*Exercise requirements*
Reproduce the data exactly.

····················

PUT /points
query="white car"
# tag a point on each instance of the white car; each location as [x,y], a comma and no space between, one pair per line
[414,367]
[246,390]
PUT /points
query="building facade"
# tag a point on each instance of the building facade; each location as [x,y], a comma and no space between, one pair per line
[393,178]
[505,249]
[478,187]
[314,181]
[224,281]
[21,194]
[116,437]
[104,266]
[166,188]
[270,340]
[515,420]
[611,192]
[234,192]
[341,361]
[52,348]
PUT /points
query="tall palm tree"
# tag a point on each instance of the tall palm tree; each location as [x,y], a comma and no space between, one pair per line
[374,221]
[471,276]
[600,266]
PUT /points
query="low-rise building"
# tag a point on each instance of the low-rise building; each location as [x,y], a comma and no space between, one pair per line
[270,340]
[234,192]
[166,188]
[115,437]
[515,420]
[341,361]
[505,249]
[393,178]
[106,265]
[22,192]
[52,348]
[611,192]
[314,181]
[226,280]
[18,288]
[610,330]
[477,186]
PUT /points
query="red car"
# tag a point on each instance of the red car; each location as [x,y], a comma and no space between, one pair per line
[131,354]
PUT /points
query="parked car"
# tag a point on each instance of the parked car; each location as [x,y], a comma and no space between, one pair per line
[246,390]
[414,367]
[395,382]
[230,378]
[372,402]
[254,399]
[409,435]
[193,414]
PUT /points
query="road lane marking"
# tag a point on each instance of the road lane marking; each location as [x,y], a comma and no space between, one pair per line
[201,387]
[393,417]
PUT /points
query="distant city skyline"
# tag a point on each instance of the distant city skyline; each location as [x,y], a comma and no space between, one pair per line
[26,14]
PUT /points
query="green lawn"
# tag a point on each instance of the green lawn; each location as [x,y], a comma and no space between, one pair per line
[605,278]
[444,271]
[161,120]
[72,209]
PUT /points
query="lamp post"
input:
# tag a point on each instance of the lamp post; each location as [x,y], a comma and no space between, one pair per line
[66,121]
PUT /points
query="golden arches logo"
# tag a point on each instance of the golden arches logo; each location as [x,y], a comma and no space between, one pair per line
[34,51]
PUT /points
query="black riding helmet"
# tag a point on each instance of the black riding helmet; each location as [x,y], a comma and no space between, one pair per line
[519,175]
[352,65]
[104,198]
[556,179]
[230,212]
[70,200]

····················

*Expected answer*
PUT /points
query="white car"
# tag a point on each instance of the white car; each location as [x,y], a comma and no space between, one pair per line
[414,367]
[246,390]
PUT /points
query="building facade"
# tag a point on each instance of the building facade; each location as [x,y], a comma and no space between, one pair per line
[393,178]
[505,249]
[478,187]
[314,181]
[224,281]
[21,194]
[116,437]
[104,266]
[166,188]
[270,340]
[515,420]
[611,192]
[234,192]
[341,361]
[52,348]
PUT /points
query="tall palm tree"
# tag a point on each instance of the tall palm tree; each location as [x,y], a comma and no space between, one pair per line
[374,221]
[471,276]
[600,266]
PUT /points
query="low-rise building"
# tag a point on each instance of the low-rise building; each location as [x,y], a comma and no space between, one pair per line
[270,340]
[234,192]
[166,188]
[115,437]
[515,420]
[341,361]
[505,249]
[393,178]
[106,265]
[22,192]
[52,348]
[611,192]
[314,181]
[226,280]
[18,288]
[610,330]
[477,186]
PUT /points
query="red car"
# tag a point on each instance of the red car; each location as [x,y], a comma and no space between, one pair per line
[131,354]
PUT /points
query="parked car"
# tag a point on each instance of the parked car; each location as [x,y], a comma and no space between, one pair per line
[246,390]
[414,367]
[395,382]
[230,378]
[372,402]
[254,399]
[409,435]
[193,414]
PUT /points
query="road lane marking"
# tag a point on each instance of the road lane marking; each location as [x,y], a comma and no space between, one pair per line
[201,387]
[393,417]
PUT /points
query="distant city skyline"
# tag a point on each instance of the distant city skyline; each location as [x,y], a comma and no space between, one pair per line
[26,14]
PUT /points
query="green lawn"
# tag a point on each instance of the green lawn; each location as [x,y], a comma and no space between, one pair per line
[605,278]
[444,271]
[161,120]
[72,209]
PUT /points
query="lamp post"
input:
# tag a point on each instance of the lamp post; each location as [x,y], a comma and no space between, one pair per line
[66,121]
PUT /points
query="golden arches logo"
# tag a point on each instance of the golden arches logo; each location as [x,y], a comma and no space between, one pair per line
[34,51]
PUT /points
query="black riding helmet"
# tag a point on each instance of the black riding helmet; each location as [x,y], a comma and no space between, one pair per line
[519,175]
[352,65]
[104,198]
[556,179]
[230,212]
[70,200]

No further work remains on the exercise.